Annotated coordinate lines:
....................
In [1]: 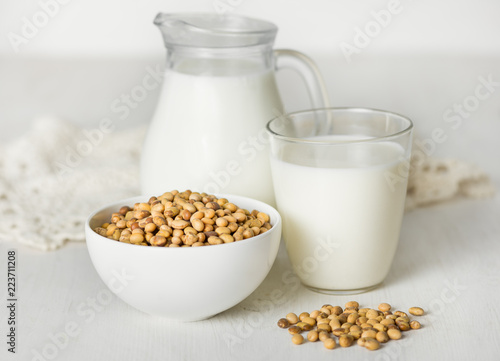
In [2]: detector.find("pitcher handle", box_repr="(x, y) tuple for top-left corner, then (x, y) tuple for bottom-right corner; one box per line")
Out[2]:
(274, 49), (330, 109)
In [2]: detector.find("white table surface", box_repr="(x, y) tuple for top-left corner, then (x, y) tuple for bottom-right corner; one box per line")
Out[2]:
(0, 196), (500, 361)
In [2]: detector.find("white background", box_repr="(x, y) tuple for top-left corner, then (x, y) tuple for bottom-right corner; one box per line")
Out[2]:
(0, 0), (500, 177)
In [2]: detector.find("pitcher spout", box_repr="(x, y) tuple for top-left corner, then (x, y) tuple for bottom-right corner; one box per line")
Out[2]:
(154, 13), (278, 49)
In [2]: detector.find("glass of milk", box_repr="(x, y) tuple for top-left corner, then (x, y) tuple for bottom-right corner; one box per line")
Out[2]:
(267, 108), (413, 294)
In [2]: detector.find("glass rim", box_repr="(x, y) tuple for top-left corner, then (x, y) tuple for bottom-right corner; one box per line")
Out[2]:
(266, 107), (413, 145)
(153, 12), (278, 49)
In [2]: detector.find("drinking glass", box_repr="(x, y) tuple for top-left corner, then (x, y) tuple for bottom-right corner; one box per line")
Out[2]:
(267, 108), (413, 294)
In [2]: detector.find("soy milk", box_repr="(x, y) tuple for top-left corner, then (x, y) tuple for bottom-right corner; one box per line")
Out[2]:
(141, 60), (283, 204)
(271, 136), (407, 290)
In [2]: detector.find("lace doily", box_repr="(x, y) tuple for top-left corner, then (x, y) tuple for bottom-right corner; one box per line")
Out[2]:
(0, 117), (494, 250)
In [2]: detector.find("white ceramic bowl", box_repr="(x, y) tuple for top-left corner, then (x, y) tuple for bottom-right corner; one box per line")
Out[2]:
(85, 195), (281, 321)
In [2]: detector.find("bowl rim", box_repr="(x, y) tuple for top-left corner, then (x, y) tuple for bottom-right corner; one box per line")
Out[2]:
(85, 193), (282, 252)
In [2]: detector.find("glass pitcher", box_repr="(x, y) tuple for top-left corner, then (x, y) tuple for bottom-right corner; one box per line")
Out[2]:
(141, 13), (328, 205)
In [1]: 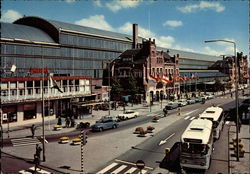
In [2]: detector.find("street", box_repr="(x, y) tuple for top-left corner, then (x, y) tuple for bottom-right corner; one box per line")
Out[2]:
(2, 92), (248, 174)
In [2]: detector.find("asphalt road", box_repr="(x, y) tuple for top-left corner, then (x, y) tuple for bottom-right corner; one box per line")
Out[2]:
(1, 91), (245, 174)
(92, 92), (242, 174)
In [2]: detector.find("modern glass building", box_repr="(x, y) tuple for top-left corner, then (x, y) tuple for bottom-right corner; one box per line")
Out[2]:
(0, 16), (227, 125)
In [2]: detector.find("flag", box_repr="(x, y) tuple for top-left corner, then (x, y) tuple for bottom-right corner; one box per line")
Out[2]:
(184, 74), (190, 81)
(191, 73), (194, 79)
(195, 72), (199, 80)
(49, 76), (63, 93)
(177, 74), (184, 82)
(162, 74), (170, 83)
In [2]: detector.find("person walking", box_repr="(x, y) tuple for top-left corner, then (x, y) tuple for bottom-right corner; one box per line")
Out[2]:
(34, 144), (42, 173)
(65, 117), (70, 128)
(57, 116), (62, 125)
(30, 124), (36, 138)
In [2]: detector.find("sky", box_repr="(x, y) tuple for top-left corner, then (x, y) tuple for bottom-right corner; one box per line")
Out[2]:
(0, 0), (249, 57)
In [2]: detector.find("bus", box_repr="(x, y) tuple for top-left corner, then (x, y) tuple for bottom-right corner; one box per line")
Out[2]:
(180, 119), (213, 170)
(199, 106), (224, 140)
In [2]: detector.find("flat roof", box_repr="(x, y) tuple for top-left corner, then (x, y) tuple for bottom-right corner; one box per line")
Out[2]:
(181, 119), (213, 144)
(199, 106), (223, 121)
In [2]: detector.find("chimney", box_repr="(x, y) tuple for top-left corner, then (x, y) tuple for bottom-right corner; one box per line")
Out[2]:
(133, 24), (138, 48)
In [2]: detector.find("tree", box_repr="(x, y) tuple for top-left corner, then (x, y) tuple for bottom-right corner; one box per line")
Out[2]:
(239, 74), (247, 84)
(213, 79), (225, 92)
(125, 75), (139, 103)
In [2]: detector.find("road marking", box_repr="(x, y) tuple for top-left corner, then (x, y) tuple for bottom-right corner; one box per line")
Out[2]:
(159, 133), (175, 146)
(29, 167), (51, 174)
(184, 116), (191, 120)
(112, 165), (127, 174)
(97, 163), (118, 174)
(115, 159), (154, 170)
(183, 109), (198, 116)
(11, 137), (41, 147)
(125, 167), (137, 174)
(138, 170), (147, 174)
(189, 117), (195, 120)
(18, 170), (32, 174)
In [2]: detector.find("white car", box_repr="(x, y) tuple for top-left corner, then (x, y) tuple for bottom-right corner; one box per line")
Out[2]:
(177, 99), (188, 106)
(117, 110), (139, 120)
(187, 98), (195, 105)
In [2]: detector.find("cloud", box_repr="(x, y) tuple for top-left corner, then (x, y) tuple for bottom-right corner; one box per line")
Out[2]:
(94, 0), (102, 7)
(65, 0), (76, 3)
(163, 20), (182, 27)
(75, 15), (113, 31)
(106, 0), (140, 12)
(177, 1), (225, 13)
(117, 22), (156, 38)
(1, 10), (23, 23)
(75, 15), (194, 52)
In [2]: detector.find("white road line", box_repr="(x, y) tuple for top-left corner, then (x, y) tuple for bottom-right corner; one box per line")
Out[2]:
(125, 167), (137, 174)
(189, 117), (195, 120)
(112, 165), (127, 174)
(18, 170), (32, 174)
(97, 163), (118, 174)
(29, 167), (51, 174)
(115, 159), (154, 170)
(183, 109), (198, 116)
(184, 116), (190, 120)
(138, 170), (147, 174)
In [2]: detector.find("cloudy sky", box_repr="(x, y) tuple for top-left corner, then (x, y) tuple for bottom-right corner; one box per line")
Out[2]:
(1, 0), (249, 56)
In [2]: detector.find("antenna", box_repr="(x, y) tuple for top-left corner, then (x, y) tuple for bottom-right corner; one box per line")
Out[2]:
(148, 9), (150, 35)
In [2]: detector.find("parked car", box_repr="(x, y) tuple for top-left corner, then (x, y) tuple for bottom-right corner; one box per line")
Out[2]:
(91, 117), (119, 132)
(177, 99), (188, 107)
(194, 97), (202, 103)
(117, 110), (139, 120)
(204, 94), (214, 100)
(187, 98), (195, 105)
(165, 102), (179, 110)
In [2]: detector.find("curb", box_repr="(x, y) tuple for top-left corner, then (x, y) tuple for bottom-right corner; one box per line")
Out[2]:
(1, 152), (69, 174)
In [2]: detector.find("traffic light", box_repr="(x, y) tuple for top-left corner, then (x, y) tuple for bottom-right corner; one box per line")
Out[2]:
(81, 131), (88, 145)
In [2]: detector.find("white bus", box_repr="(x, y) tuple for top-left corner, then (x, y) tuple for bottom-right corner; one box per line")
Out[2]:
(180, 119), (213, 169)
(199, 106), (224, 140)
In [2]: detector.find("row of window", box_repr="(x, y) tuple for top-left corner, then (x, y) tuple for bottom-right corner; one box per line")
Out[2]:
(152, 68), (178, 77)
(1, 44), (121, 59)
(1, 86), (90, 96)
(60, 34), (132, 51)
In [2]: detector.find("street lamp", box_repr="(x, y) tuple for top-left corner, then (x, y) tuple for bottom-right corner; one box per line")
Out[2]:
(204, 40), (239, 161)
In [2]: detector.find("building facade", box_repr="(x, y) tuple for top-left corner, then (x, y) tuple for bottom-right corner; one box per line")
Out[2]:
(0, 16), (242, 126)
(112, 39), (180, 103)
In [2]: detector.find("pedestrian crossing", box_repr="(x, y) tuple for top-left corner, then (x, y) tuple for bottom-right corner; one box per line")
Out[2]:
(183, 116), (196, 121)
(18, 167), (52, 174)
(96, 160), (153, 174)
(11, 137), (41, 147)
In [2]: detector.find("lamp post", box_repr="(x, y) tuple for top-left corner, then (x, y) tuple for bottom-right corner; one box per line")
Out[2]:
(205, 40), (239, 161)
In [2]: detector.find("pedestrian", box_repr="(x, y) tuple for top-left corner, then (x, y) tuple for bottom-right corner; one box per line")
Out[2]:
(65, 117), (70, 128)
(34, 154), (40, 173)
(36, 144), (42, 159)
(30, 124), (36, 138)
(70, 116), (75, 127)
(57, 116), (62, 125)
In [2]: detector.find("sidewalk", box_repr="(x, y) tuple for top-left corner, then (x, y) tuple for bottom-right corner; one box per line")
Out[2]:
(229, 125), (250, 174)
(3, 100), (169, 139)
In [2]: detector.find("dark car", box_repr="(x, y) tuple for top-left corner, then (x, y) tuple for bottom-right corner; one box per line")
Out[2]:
....................
WHAT IS REQUIRED:
Starting at the first line and stopping after the line that contains "(274, 49), (330, 109)", please give these lines as a two-column CSV with the columns input and output. Use one row per detector.find call, put each field in quotes, turn line breaks into spaces, and leave the pictures out.

SOLUTION TO THE PROBLEM:
input,output
"In [1]: In [2]: detector.find(""pitcher handle"", box_repr=""(x, y) tuple for top-left corner, then (x, y) tuple for bottom-right corner; one box per line"") Out[2]:","(274, 49), (330, 109)"